(Point localization data)
------------
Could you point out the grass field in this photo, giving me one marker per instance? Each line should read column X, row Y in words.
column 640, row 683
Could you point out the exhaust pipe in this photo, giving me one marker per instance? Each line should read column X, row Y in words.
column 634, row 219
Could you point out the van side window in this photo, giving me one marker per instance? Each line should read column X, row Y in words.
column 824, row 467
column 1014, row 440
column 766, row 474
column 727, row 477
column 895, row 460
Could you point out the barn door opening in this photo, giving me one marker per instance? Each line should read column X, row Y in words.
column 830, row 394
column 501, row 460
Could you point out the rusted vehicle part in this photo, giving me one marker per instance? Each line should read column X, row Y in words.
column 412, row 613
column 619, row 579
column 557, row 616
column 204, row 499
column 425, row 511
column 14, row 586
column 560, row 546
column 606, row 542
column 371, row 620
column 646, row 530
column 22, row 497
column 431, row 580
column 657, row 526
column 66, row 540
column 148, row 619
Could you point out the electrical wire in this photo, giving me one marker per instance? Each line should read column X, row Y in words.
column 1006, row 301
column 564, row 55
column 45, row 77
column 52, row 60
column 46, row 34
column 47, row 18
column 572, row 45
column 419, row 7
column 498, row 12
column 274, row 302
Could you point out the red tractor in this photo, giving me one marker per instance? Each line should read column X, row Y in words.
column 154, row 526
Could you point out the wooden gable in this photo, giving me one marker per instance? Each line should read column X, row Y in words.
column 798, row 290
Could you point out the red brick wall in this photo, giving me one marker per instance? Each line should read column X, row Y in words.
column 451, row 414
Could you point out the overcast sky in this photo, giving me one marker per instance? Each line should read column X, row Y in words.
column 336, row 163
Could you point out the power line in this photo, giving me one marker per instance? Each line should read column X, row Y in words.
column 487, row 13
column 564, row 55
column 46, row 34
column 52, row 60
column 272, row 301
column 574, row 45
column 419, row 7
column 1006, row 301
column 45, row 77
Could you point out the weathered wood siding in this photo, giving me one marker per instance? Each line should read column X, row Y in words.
------------
Nothing should be left out. Reproduce all the entries precisely.

Could you point out the grass field in this photo, giving me one marker per instance? Each line should read column X, row Y in words.
column 640, row 683
Could you point out the exhaust pipe in this photo, giving me one marker per instance? Each line should read column X, row Y in words.
column 634, row 219
Could you point out the van side window in this photo, giving me one marker per instance? Each line should read column X, row Y in words.
column 824, row 467
column 1014, row 440
column 766, row 474
column 727, row 477
column 895, row 460
Could you point out the barn door opening in this photo, giving me one marker per instance? Each line should read column X, row Y in words.
column 830, row 394
column 501, row 460
Could you point out the rusted vehicle part in this photo, giving me one marker per instance? Each line should read column X, row Y in words.
column 412, row 613
column 619, row 579
column 557, row 616
column 204, row 499
column 425, row 511
column 14, row 586
column 560, row 546
column 606, row 542
column 371, row 620
column 646, row 530
column 22, row 497
column 431, row 580
column 657, row 526
column 66, row 540
column 148, row 619
Could you point out the electrical wire in this photo, giving me one marker per instance? Each line should read column X, row Y in words.
column 1006, row 301
column 564, row 55
column 45, row 77
column 52, row 60
column 46, row 34
column 47, row 18
column 572, row 45
column 419, row 7
column 498, row 12
column 274, row 302
Could you point out the red tractor in this photo, giving me one marker per instance? Each line should read column X, row Y in words.
column 154, row 526
Could you point out the wooden gable in this photo, giving me one marker per instance? Each line should read column X, row Y in words.
column 798, row 290
Could you point out the red brick wall in this photo, giving me one marker per instance? Each line should read column X, row Y in words.
column 451, row 414
Could you point out the overcast sky in this photo, giving me one marker per instance? Each line should read column X, row Y in words.
column 336, row 163
Could you point out the power line in this photo, giving me one marker per instance? Each line should read column X, row Y in words.
column 487, row 13
column 564, row 55
column 46, row 34
column 52, row 60
column 272, row 301
column 574, row 45
column 419, row 7
column 1006, row 301
column 45, row 77
Could you point out the weathered wood siding in this photo, giving me one marker per instance? Each line should read column X, row Y in words.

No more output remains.